Take each line from the entries that holds "rough" and copy it out.

Records drawn from a dataset:

<<<<

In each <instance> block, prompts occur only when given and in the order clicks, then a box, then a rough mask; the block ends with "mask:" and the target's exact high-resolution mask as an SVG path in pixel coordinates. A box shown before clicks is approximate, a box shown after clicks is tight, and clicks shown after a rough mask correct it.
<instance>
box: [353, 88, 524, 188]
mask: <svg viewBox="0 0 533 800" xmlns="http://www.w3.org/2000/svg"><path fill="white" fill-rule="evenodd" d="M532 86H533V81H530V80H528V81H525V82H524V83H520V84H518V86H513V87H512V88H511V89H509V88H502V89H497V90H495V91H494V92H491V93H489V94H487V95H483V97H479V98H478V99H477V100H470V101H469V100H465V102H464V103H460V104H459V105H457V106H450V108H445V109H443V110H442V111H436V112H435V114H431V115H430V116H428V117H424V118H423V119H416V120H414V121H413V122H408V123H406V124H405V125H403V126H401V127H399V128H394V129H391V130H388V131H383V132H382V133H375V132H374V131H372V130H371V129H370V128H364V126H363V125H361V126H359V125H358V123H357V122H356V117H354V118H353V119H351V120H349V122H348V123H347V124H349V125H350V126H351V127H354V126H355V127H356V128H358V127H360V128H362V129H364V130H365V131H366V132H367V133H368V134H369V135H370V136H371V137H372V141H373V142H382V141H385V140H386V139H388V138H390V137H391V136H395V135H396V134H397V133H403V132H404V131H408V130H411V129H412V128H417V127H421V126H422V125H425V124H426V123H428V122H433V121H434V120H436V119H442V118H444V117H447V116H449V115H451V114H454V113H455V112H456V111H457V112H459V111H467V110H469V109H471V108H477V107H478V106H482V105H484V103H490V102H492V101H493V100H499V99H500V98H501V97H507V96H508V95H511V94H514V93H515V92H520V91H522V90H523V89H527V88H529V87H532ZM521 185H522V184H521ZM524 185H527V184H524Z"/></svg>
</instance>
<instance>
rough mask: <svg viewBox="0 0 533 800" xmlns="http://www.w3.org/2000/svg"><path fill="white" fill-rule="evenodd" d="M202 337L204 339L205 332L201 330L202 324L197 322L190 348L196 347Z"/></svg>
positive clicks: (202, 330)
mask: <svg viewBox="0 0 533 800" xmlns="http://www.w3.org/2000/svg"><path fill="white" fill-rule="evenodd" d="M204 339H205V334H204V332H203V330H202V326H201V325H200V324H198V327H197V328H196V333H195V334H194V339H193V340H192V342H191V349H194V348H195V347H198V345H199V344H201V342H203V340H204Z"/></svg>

>>>>

**Completed exercise**
In each <instance> block, prompts occur only when given and in the order clicks, then a box, then a rough mask; the block ends with "mask:" and the target's exact high-resolution mask as an SVG path in pixel coordinates. A box shown before clicks is approximate, a box shown after clicks is tight, and clicks shown after a rough mask correct it.
rough mask: <svg viewBox="0 0 533 800" xmlns="http://www.w3.org/2000/svg"><path fill="white" fill-rule="evenodd" d="M202 337L204 339L205 332L201 330L202 324L197 322L190 348L196 347Z"/></svg>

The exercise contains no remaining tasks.